**WRITTEN INSTRUCTION**
Swap "Drop a point" for "Place a pin" throughout the part of the records that opens with the line containing "Can you find the bicycle wheel?" and closes with the line containing "pixel 25 146". Give back only those lines, with everything else unchanged.

**GIVEN DATA**

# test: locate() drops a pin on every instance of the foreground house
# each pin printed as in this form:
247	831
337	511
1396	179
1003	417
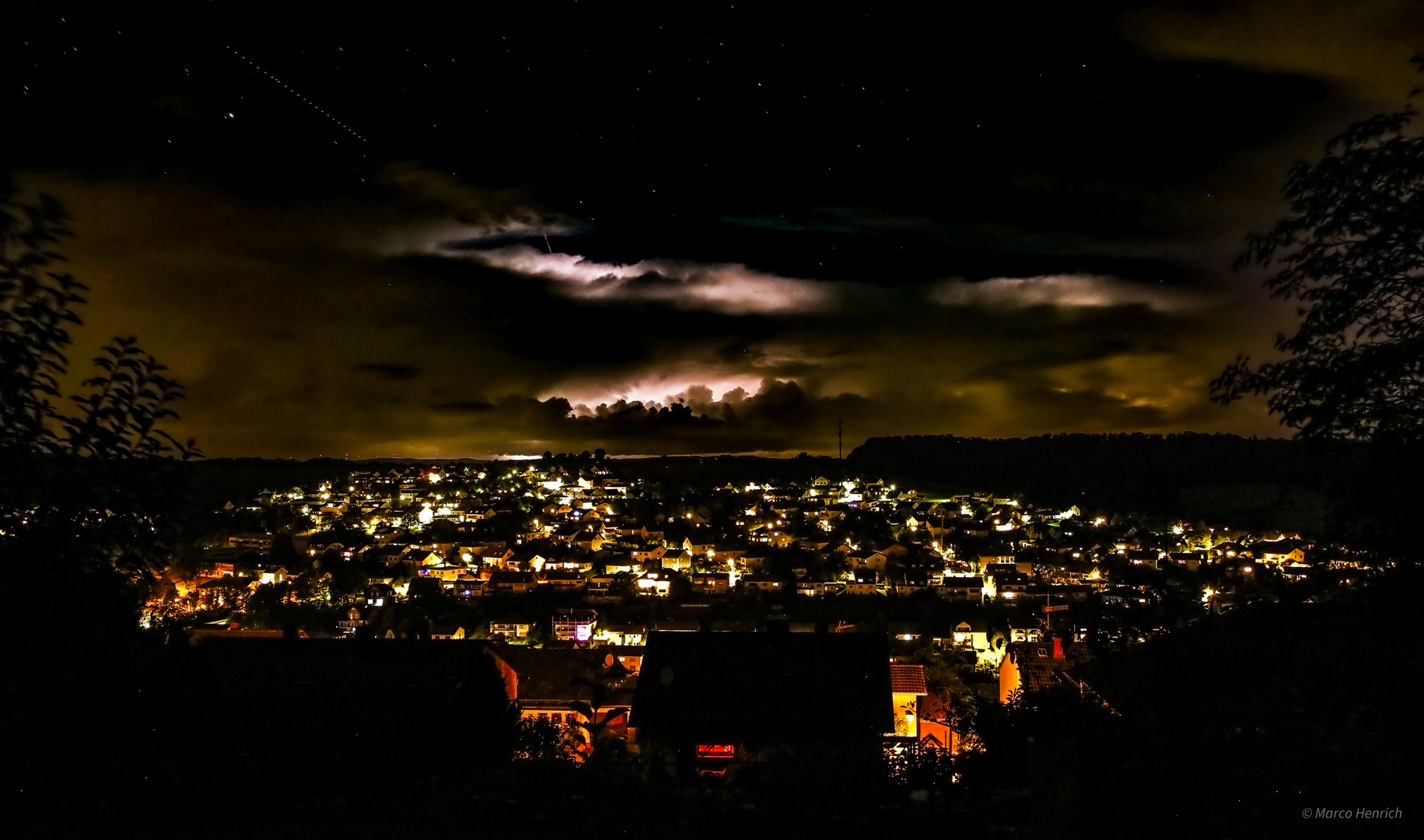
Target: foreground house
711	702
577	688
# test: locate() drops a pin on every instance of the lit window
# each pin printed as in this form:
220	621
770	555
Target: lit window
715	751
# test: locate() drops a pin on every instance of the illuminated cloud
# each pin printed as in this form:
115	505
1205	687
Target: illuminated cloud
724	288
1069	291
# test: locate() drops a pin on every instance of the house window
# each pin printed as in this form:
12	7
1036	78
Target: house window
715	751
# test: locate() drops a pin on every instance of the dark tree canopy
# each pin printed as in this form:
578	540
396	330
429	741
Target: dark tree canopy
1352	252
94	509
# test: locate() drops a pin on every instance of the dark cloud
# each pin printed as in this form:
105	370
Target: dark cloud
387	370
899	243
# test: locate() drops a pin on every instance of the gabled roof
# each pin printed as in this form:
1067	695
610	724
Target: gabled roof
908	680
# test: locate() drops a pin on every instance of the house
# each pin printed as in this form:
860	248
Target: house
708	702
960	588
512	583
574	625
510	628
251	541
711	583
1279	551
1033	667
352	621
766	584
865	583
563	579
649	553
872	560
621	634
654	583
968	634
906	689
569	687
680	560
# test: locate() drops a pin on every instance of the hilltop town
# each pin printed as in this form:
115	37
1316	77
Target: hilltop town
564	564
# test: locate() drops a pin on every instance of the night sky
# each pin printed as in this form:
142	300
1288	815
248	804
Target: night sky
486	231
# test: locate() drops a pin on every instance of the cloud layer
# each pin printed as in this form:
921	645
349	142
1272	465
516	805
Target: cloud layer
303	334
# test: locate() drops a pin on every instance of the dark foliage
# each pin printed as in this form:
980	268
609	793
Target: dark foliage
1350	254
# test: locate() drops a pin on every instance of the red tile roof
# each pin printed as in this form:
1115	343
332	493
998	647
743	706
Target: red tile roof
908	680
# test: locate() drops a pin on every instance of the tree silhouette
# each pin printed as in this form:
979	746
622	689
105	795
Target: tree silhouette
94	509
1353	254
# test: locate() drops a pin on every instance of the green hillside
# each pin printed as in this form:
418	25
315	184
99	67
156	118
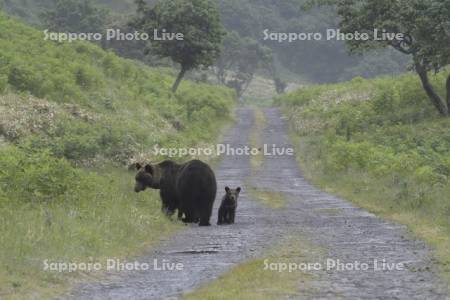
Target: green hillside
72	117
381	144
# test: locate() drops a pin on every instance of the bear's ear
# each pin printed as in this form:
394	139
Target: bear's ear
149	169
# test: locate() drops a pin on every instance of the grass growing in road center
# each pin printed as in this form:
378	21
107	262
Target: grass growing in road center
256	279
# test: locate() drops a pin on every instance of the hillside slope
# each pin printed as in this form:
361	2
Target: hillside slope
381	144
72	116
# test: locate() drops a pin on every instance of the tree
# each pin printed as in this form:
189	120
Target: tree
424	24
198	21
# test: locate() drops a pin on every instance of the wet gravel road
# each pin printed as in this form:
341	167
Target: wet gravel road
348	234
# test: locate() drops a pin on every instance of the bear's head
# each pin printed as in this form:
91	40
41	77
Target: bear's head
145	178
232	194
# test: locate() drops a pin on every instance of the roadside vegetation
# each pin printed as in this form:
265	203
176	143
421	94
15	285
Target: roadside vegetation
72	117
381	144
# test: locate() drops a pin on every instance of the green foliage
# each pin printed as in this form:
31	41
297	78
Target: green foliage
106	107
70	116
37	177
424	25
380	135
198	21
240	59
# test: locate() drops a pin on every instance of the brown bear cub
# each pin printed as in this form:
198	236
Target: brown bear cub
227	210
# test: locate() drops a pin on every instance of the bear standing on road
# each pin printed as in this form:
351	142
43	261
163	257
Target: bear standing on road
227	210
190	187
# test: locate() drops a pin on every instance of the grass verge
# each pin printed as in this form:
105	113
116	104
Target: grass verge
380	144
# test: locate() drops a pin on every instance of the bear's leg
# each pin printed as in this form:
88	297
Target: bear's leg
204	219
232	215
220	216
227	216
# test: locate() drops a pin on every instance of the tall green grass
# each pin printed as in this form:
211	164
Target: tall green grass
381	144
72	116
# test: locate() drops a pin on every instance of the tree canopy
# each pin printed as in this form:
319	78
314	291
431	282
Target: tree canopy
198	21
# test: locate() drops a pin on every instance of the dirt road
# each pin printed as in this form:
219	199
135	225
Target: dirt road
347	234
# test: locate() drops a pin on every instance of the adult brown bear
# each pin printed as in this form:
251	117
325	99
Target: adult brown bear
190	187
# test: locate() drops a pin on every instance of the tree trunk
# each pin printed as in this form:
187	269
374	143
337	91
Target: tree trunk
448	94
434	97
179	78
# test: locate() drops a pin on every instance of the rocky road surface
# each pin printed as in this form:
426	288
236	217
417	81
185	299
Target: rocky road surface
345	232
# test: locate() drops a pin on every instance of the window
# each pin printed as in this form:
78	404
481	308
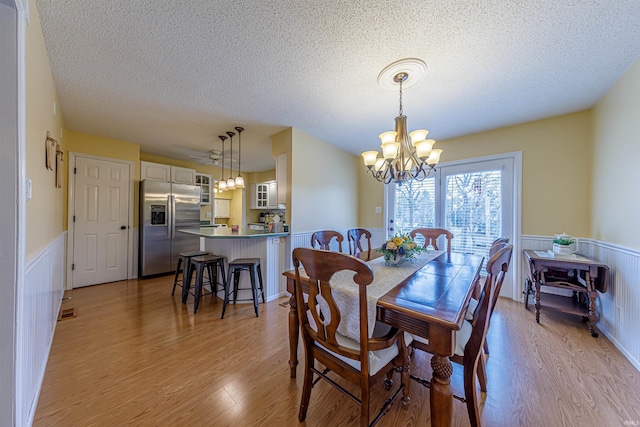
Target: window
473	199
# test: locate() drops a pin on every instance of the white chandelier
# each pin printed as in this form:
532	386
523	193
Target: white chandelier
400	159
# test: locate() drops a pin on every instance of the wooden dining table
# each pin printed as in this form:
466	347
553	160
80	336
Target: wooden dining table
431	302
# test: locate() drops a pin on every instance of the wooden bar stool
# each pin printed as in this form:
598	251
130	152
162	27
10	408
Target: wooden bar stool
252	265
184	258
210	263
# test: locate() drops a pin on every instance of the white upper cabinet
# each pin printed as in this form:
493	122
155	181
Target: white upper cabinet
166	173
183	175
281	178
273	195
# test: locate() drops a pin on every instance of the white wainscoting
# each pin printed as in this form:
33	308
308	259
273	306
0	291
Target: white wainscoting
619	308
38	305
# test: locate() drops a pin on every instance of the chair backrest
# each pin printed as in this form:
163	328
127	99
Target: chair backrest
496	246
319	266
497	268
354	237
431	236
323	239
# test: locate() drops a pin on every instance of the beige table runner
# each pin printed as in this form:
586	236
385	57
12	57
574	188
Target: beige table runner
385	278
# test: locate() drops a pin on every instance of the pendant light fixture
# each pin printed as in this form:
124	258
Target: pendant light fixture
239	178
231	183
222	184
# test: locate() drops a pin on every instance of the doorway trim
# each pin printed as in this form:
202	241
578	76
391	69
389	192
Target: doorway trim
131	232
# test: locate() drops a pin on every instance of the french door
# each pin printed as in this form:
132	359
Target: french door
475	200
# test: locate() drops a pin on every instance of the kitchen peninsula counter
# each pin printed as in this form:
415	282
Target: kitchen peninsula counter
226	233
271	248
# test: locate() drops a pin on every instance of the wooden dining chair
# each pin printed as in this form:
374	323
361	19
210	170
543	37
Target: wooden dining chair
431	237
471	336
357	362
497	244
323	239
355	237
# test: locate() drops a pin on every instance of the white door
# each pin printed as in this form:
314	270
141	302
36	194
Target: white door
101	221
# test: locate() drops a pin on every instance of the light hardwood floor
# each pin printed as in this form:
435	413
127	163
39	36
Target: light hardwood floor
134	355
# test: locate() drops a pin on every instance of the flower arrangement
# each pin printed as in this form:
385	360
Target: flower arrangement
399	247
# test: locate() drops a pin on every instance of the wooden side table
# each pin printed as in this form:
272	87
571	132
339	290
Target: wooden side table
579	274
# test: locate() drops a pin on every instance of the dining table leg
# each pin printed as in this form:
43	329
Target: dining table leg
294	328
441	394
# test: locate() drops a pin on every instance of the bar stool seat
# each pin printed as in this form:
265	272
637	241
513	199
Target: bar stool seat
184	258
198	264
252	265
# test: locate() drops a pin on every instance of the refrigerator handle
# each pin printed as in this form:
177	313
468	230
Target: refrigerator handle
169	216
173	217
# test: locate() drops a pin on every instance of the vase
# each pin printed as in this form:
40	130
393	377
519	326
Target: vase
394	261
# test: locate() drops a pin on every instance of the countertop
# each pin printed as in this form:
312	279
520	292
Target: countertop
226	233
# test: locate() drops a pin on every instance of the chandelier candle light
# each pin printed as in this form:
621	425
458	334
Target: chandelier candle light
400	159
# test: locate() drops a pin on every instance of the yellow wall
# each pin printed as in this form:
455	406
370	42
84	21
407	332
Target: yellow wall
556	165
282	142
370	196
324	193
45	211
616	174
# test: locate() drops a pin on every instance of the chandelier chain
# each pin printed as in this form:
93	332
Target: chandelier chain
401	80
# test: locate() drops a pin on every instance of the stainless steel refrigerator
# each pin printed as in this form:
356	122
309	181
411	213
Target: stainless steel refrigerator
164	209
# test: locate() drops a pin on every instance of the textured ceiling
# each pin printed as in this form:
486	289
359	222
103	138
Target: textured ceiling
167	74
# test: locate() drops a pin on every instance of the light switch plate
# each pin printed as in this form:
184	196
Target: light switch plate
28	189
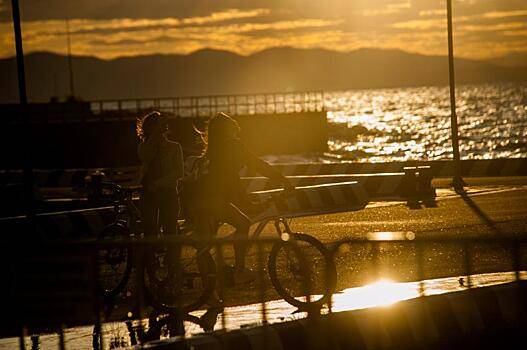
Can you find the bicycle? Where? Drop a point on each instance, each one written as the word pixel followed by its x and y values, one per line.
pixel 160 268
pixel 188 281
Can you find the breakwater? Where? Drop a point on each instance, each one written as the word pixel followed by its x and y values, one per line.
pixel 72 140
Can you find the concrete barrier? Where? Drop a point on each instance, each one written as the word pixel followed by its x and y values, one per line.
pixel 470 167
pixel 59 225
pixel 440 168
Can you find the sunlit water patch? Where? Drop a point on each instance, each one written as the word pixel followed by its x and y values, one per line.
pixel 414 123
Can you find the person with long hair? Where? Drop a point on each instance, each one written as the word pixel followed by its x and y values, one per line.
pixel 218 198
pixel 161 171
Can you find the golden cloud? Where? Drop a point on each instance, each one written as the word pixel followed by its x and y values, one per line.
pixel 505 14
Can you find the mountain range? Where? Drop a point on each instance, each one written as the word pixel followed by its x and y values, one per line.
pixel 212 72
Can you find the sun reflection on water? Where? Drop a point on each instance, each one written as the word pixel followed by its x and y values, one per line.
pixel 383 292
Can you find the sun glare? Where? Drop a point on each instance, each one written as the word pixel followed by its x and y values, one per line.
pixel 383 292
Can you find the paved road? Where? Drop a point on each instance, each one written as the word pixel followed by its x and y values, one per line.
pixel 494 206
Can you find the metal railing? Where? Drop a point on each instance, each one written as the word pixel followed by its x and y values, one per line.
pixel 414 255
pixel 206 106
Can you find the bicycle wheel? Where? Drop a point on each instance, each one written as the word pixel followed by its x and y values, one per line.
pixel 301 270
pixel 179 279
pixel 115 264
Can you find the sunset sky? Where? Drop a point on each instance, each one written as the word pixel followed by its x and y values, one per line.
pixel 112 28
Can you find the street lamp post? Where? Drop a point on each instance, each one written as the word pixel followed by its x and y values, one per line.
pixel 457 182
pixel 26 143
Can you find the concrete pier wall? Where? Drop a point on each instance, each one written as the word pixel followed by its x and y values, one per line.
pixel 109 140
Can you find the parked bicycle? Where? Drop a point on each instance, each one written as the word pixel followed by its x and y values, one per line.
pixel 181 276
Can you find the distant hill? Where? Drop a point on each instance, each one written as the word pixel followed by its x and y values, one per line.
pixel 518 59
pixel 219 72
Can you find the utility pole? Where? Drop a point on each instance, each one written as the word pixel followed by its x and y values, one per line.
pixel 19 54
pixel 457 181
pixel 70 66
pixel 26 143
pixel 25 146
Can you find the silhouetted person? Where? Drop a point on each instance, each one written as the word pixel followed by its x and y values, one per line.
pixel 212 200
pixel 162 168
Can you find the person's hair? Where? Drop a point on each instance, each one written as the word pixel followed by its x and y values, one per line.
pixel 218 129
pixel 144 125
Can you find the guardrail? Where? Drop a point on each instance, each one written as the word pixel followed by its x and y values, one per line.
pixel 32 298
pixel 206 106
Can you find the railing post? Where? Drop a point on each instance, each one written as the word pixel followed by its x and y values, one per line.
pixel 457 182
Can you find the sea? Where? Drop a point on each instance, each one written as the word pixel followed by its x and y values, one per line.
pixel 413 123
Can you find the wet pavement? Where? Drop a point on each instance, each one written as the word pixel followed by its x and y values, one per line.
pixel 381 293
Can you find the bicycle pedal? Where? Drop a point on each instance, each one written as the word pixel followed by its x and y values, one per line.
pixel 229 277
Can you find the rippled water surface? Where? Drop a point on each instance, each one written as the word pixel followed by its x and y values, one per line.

**IN RESPONSE**
Can you find the bicycle wheel? Where? Place a pin on each instance, each one written as the word pixel followed by its x and y values, one per line.
pixel 301 270
pixel 179 279
pixel 115 264
Can you find the sunset sky? Where? Place a pin on each instance, each one written as the word pixel followed by its x and y values, one per line.
pixel 112 28
Can you find the street lamp post? Where? Place a pin on each instance, each one written as the word pixel followed by its x and y values, one per line.
pixel 457 182
pixel 26 143
Can you find the concrete pier wall? Where? Place a pin on each instance, each one written as the word pixel followed by its x and y values, one per line.
pixel 109 140
Can you find the parked bicycle? Where? Place a pin on each instance, each one written as the word pixel followed by its x and y values, one per line.
pixel 181 276
Can you find the distant hill? Where? Place a pin on each instance, each one written as the word pixel followed by its x and y values, one per line.
pixel 518 59
pixel 219 72
Can you find the utility pole? Where? Place a pin on each instance, each one written as the word pixel followed by its x and y values, one per line.
pixel 19 54
pixel 457 181
pixel 70 66
pixel 26 143
pixel 25 146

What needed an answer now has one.